TEXT UNDER STUDY:

Human sexuality as an interesting case study of alignment

This is cross-posted from my personal blog

Epistemic status: mostly interesting questions.

Here I want to bring attention to what I think is an extremely impressive case of evolution’s ability to ‘align’ humans in the wild: the development of human sexuality.

Reasons why this is an interesting thing to study from the lens of alignment, and why it is a highly non-trivial accomplishment:

1.) Evolution has been very successful here: almost all humans end up wanting to have sex and typically with opposite-gender partners in a way that would result in children (and hence IGF) in the evolutionary environment.

2.) Sexuality, unlike many other drives such as hunger and thirst, is not something built into the brain from the beginning. Instead there is a sudden ‘on switch’ around puberty. What happens in the brain during this time? How does evolution exert such fine-grained control of brain development so long (decades) after birth?

3.) It is mostly independent of initial training data before puberty—i.e. evolution can ignore a decade of data input and representation learning, which it cannot control, during a time period when the brain is undergoing extremely large changes, and still finds a way to instill a new drive highly reliably.

4.) It seems to occur mostly without RL. People start wanting to have sex before they have actually had sex. If sexuality developed by some RL mechanism, it would look like you go around doing your normal things, then at some point you have sex, and realize it is highly rewarding, and you slightly update your behaviours and/​or values to get more sex or to want more sex. This is not what happens in humans. Instead, humans often want to start having sex before they have had it, and even before they really know what sex is[1].

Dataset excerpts
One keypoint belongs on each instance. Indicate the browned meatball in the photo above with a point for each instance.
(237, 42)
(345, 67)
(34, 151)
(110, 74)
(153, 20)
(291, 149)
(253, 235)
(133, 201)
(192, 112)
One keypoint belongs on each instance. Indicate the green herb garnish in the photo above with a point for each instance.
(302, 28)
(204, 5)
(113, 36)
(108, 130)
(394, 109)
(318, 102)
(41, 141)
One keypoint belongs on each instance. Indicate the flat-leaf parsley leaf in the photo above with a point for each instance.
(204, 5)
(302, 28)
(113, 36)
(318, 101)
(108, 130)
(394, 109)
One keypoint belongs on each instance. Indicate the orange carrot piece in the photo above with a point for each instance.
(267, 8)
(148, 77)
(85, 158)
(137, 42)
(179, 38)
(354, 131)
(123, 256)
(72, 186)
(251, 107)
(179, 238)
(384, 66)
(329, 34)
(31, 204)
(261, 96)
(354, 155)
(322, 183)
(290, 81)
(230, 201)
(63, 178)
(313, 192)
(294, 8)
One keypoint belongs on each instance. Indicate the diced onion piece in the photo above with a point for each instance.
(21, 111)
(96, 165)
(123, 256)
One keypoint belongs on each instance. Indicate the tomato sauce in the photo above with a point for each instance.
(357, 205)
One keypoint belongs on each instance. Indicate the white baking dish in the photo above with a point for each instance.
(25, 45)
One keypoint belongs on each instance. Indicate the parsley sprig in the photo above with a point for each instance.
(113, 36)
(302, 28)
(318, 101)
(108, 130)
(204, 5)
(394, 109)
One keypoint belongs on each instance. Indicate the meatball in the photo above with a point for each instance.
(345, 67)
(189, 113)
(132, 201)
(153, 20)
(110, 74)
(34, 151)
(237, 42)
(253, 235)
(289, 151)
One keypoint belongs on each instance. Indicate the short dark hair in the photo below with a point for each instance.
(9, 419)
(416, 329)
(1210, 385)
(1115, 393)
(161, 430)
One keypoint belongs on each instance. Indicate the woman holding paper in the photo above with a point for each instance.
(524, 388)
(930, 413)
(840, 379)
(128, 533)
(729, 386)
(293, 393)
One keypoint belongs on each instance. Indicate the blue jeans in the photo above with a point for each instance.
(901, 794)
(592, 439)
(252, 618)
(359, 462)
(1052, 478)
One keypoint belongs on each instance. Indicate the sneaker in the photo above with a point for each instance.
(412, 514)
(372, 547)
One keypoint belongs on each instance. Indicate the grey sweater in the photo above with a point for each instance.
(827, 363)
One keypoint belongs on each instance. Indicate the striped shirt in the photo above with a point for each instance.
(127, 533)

THINGS TO DO:
1. In the essay on human sexuality as a case of alignment, around what stage of life does the "on switch" for sexuality occur?
2. Carry on the essay on human sexuality as a case of alignment from its last sentence.

EXERCISE RESPONSES:
1. Around puberty.

2.
5.) Evolution has solved some variant of the pointers problem to get humans assigning high value to both a previously unknown and mostly non-represented state (i.e. you don’t usually have a well-represented sex concept before puberty), as well as also translating this desire to specific other agents in the world—such as crushes, hot people etc. This is done, presumably, in an entirely genetically mediated way without requiring specific experience.

6.) Sexuality is, usually, a very strong drive which has a large influence over behaviour and long term goals. If we could create an alignment drive as strong in our AGI we would be in a good position.

Some other aspects of the phenomenon that may be interesting to alignment:

1.) Clearly, the alignment in this case is not perfect. Assuming that what evolution ‘wants’ is child-bearing heterosexual sex, then human sexuality has a large number of deviations from this in practice including homosexuality, asexuality, and various paraphilias[2].

2.) As the worldwide demographic shift evidences, the link between sex and children has largely been broken off-distribution, but our desire to have sex has largely stayed aligned even significantly off distribution. This may change in the future with fully-realistic VR simulated sex, but has been remarkably resilient to current internet pornography.

3.) Further evidence against the RL experience is that people often still desire sex even if their initial experiences are negative. However, severe abuse etc can often have significant and long lasting effects (but not always) which shows that the intrinsic drives can perhaps be modulated by RL-ish effects.

4.) Specific sexual behaviours can be significantly influenced by culture and hence by environmental training data. This means that strong intrinsic drives can still be modulated by experience somehow, probably by shifting the representation of the concept being pointed at by the drive.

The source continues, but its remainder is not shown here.